=== Given data ===
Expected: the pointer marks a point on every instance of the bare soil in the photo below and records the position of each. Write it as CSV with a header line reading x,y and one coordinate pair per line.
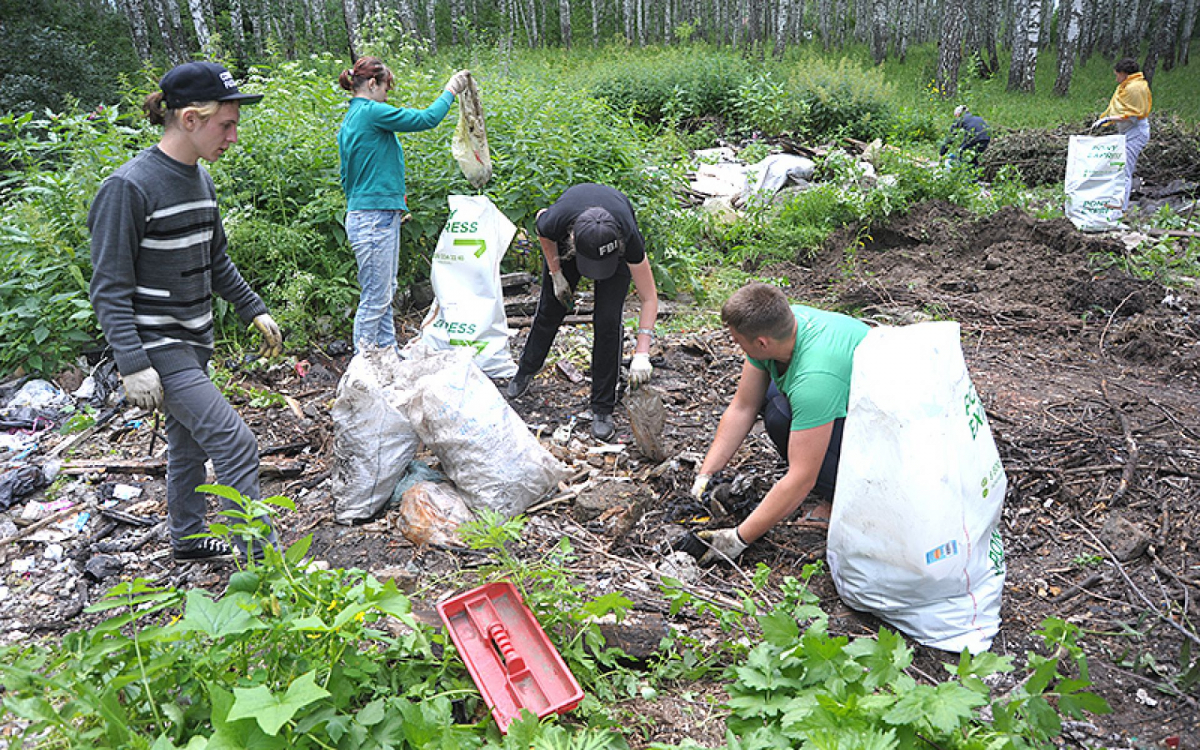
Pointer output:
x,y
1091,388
===
=== Given data ===
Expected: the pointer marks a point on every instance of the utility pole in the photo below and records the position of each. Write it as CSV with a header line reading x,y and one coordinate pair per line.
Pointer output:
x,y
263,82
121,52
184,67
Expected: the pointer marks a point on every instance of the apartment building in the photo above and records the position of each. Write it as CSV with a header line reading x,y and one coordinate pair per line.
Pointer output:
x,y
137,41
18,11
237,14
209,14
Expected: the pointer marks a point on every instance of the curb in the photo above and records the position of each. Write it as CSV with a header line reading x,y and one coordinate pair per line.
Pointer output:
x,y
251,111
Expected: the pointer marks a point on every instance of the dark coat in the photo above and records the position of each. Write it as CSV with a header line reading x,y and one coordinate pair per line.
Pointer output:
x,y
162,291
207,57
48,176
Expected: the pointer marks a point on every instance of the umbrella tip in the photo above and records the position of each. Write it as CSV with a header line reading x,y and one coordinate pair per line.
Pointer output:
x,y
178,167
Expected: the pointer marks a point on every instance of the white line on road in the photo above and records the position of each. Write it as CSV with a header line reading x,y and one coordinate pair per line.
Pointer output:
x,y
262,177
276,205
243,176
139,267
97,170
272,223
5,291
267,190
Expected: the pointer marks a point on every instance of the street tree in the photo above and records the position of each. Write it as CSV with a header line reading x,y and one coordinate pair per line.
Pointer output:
===
• _Exercise directions_:
For the string "below", show each line of the listing where it appears.

• _Response area_:
Expected: the pointer marks a point on every instance of the bare soil in the photo below and records the position of each. Write it as CSV with a header line reading x,y and one coordinate pair per line.
Expected: the pointer marks a point on every instance of the utility pole in the photo below and records the position of each. Write it as CSV with a header line reading x,y and one coordinate pair per line.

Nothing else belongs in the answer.